Aim of the task
Exact repetition of every entry is required.

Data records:
-=-=-

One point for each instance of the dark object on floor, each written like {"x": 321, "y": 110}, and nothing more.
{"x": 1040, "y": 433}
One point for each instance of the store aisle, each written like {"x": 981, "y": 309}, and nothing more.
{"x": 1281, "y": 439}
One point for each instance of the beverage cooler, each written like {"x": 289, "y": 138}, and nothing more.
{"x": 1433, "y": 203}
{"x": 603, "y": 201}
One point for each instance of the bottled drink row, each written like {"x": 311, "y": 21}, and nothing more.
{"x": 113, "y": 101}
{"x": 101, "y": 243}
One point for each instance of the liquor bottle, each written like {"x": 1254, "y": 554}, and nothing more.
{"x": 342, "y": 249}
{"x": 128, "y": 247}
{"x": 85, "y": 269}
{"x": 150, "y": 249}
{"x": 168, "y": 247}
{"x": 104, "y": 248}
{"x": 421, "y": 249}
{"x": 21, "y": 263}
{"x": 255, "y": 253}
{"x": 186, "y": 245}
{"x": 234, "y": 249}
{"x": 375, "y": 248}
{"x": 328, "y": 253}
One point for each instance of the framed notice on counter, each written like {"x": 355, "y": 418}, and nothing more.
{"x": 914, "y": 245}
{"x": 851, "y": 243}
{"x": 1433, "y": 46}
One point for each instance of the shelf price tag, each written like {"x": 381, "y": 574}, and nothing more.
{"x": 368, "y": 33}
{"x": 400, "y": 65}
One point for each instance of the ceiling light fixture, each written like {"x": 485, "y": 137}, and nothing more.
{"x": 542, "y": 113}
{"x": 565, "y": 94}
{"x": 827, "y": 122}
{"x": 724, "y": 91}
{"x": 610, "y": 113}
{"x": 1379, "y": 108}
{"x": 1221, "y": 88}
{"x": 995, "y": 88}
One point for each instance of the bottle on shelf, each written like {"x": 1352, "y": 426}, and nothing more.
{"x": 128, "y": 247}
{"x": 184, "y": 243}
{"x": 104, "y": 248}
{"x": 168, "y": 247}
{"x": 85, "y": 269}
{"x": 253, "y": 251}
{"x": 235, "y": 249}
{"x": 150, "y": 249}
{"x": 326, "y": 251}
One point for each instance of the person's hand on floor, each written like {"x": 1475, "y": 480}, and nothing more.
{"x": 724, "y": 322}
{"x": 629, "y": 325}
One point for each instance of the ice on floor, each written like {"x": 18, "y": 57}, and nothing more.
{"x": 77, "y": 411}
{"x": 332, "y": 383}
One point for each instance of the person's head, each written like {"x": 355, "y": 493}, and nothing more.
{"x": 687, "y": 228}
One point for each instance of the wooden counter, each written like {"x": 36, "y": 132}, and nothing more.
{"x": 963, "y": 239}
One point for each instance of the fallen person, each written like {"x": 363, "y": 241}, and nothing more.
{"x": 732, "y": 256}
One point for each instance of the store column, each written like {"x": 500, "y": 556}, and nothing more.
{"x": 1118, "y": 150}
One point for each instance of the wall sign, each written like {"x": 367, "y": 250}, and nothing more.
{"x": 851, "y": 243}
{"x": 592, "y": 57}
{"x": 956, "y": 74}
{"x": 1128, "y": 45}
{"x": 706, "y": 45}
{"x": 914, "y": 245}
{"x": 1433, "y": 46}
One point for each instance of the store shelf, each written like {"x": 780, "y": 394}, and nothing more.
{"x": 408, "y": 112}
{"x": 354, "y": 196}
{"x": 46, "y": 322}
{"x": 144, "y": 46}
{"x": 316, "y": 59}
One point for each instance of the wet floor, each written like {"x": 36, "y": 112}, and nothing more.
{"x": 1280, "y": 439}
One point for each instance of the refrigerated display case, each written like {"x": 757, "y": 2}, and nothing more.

-=-=-

Result for this task
One point for each instance of the dark object on floor, each written like {"x": 321, "y": 110}, and nothing more.
{"x": 1040, "y": 433}
One point for each instance of the store aisle, each written like {"x": 981, "y": 309}, and nothing more.
{"x": 1281, "y": 439}
One point for each instance of the beverage cooler, each written like {"x": 289, "y": 138}, and nothing more.
{"x": 1433, "y": 203}
{"x": 603, "y": 201}
One point for each instance of the bottled drink row, each written like {"x": 311, "y": 21}, and nothing more.
{"x": 113, "y": 101}
{"x": 101, "y": 243}
One point for each instance of the liquor bottle, each written like {"x": 1254, "y": 554}, and nothing more.
{"x": 342, "y": 249}
{"x": 128, "y": 247}
{"x": 85, "y": 269}
{"x": 150, "y": 249}
{"x": 168, "y": 247}
{"x": 104, "y": 248}
{"x": 421, "y": 249}
{"x": 21, "y": 263}
{"x": 255, "y": 253}
{"x": 186, "y": 245}
{"x": 234, "y": 249}
{"x": 375, "y": 248}
{"x": 328, "y": 253}
One point for each instance of the framed notice on counter, each written like {"x": 355, "y": 418}, and nothing more.
{"x": 914, "y": 245}
{"x": 851, "y": 243}
{"x": 1433, "y": 46}
One point for each instance of the shelf price tag, each written like {"x": 381, "y": 574}, and nothing more.
{"x": 368, "y": 33}
{"x": 400, "y": 65}
One point for each instance of the ceiling light fixture, each written like {"x": 485, "y": 137}, and nothing more.
{"x": 542, "y": 113}
{"x": 565, "y": 94}
{"x": 827, "y": 122}
{"x": 724, "y": 91}
{"x": 610, "y": 113}
{"x": 1379, "y": 108}
{"x": 1221, "y": 88}
{"x": 995, "y": 88}
One point for each instance of the bottle on shelf, each written like {"x": 1352, "y": 426}, and nothing more.
{"x": 128, "y": 247}
{"x": 184, "y": 243}
{"x": 104, "y": 248}
{"x": 168, "y": 247}
{"x": 85, "y": 269}
{"x": 253, "y": 251}
{"x": 235, "y": 249}
{"x": 150, "y": 249}
{"x": 326, "y": 251}
One point for each instance of the person's hand on floor, each written like {"x": 1475, "y": 480}, and nothing more.
{"x": 724, "y": 322}
{"x": 629, "y": 325}
One point for each instance of the ice on floor, each written like {"x": 18, "y": 57}, and nothing more.
{"x": 77, "y": 411}
{"x": 332, "y": 383}
One point for each instance of the person's head, each written like {"x": 355, "y": 493}, and nothing more.
{"x": 687, "y": 228}
One point for each instance of the wooden counter, each written like {"x": 36, "y": 132}, and nothing more.
{"x": 963, "y": 239}
One point for each instance of the fallen person, each written like {"x": 363, "y": 241}, and nothing more.
{"x": 732, "y": 256}
One point for each instance of the store column, each written like {"x": 500, "y": 556}, and nothing more.
{"x": 1118, "y": 150}
One point for each instance of the wall sign, each written like {"x": 367, "y": 250}, and nothing more.
{"x": 851, "y": 243}
{"x": 592, "y": 57}
{"x": 956, "y": 74}
{"x": 1128, "y": 45}
{"x": 706, "y": 45}
{"x": 914, "y": 245}
{"x": 1433, "y": 46}
One point for each instance of the store shelf, each written like {"x": 780, "y": 394}, and nothing more.
{"x": 408, "y": 112}
{"x": 354, "y": 196}
{"x": 46, "y": 322}
{"x": 144, "y": 46}
{"x": 316, "y": 59}
One point for each instance of the wet floor, each written like {"x": 36, "y": 112}, and nothing more.
{"x": 1280, "y": 439}
One point for each instance of the refrigerated display case, each written like {"x": 757, "y": 2}, and nothing more.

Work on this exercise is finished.